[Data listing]
[start]
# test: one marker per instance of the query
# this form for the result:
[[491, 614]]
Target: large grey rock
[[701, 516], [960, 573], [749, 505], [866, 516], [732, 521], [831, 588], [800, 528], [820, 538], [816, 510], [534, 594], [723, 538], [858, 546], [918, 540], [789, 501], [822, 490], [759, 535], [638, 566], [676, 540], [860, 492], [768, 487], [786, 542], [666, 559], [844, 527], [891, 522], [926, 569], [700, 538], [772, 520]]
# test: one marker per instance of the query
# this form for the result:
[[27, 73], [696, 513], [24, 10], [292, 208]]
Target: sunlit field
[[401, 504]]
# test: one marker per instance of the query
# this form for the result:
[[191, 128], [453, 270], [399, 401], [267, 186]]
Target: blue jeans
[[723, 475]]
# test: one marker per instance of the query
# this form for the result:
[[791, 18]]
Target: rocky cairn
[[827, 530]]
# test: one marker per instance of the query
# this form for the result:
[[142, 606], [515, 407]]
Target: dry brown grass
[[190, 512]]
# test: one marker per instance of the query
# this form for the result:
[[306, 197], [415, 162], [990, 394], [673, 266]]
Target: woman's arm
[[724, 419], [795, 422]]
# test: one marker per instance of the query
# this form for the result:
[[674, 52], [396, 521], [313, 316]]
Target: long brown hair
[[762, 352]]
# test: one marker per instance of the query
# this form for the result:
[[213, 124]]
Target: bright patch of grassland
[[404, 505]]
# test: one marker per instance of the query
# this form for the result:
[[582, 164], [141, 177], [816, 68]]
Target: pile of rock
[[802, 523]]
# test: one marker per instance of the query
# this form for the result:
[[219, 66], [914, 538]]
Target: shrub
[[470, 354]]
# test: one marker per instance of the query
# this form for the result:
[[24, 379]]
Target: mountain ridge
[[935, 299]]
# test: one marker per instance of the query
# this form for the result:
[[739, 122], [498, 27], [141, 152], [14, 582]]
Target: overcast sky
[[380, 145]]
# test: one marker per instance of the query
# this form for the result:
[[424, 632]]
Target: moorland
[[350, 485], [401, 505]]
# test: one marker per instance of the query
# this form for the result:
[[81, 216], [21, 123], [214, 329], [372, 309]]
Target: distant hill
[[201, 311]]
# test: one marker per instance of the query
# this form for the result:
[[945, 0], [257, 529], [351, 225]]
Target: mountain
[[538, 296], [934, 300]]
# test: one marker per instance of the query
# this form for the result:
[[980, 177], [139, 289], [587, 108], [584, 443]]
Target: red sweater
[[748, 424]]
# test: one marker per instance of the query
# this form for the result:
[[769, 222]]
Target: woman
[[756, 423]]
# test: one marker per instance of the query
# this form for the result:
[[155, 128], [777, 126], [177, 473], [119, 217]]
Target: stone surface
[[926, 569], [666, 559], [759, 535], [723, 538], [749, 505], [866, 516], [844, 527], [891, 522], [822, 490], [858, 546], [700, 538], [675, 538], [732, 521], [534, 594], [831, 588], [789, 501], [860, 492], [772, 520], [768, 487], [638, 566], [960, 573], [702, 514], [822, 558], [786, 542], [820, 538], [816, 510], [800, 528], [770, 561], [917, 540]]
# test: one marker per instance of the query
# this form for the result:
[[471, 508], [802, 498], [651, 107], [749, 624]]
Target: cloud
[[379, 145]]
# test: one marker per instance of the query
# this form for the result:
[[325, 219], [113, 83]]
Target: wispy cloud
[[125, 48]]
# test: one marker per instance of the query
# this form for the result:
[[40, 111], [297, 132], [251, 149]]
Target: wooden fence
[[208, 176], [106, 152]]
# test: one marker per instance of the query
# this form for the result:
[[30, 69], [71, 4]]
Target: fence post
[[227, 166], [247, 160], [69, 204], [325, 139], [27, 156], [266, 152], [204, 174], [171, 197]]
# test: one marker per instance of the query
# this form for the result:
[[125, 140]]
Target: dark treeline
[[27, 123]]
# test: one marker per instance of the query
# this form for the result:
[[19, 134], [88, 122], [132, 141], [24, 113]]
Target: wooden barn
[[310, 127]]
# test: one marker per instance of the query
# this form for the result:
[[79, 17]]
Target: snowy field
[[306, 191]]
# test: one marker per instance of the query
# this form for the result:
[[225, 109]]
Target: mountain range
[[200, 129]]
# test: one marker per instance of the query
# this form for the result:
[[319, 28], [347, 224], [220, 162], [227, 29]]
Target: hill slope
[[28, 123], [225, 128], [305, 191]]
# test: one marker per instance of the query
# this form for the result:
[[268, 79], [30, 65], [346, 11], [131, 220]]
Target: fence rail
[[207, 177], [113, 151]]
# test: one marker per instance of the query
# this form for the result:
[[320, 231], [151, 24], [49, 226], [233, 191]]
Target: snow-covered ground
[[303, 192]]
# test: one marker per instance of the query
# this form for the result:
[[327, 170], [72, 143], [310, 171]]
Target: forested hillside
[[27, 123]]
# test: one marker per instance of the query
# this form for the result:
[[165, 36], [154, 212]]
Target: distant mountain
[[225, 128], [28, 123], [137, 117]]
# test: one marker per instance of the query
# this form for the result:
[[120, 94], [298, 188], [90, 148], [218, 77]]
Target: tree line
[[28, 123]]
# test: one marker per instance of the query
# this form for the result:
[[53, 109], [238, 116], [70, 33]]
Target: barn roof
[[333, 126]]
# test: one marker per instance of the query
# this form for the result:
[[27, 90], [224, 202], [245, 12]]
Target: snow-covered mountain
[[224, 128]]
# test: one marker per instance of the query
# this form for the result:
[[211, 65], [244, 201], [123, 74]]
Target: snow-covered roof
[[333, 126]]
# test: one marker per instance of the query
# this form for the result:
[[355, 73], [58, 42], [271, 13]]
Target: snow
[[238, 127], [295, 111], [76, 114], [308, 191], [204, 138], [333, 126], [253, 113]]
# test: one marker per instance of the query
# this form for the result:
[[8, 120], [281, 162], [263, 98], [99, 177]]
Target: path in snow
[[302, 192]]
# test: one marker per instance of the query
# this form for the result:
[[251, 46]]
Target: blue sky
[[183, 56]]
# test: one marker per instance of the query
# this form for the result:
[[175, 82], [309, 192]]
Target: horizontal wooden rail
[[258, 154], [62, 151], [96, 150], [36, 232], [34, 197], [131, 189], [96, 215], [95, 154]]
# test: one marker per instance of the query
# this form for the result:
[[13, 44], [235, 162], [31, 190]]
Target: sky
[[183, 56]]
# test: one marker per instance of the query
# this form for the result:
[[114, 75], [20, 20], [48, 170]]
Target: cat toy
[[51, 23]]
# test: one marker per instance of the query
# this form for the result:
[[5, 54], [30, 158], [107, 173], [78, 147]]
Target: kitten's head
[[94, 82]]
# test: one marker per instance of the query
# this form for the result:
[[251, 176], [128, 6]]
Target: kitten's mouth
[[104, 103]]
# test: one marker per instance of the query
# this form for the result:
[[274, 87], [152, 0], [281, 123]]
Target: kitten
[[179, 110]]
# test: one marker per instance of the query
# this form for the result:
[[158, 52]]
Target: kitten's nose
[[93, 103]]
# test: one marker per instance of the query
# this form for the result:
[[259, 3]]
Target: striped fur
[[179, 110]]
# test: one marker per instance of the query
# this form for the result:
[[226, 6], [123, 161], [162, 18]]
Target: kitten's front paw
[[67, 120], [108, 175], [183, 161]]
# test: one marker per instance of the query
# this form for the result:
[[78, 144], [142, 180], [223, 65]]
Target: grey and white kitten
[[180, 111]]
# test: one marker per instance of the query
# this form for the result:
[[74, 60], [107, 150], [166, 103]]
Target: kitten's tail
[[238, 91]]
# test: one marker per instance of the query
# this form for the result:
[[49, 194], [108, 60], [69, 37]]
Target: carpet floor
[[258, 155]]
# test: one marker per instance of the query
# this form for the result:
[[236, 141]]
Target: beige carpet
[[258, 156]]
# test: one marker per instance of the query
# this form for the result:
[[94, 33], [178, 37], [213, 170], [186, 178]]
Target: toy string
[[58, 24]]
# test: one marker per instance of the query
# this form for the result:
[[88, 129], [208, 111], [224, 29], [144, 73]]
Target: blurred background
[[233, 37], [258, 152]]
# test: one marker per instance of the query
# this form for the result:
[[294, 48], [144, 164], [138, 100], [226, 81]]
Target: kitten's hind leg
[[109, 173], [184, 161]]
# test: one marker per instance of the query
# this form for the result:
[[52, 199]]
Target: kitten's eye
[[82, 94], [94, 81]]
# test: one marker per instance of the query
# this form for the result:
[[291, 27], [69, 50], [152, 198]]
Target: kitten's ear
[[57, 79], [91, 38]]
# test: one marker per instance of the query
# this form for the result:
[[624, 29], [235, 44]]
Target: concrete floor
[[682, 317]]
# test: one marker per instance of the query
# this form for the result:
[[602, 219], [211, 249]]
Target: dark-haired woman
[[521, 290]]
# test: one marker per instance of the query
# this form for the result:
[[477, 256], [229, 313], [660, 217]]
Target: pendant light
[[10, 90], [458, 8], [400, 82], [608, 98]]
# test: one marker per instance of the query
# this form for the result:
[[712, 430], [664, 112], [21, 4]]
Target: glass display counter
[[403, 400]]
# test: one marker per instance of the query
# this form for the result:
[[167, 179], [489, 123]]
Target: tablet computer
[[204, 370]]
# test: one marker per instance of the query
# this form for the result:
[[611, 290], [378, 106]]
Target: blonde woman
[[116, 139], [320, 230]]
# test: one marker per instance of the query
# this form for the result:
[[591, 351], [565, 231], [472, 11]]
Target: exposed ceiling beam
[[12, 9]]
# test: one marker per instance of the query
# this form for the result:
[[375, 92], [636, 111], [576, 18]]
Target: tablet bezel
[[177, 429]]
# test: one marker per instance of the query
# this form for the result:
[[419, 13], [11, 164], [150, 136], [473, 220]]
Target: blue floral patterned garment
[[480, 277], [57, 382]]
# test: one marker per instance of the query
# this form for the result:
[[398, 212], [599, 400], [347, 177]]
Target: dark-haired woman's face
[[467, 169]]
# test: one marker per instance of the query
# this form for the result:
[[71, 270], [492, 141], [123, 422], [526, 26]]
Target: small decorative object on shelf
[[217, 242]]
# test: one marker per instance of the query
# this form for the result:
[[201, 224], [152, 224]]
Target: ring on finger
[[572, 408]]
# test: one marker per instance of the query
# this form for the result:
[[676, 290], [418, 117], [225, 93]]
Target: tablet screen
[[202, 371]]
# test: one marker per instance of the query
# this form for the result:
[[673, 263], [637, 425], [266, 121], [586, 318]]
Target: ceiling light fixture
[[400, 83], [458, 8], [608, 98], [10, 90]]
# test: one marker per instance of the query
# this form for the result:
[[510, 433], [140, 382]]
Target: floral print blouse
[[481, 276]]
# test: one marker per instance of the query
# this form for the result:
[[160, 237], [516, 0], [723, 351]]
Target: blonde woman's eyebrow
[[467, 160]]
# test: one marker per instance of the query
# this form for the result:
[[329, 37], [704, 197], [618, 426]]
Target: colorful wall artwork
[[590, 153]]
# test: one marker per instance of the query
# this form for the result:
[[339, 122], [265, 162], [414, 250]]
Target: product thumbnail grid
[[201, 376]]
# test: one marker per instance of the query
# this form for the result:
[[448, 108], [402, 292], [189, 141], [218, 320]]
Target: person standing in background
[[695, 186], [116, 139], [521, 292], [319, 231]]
[end]
[WORK TO COMPLETE] Arrange the lines from the start of the records through the line that contains "Target: large grey rock" as a Markdown table with the columns Row and Line, giving each line its row number and leaving out any blank lines.

[COMPLETE OUTPUT]
| Row | Line |
|---|---|
| 1 | # test: one marker per instance of the query |
| 2 | # this form for the result: |
| 3 | [[491, 614]] |
| 4 | Target: large grey rock |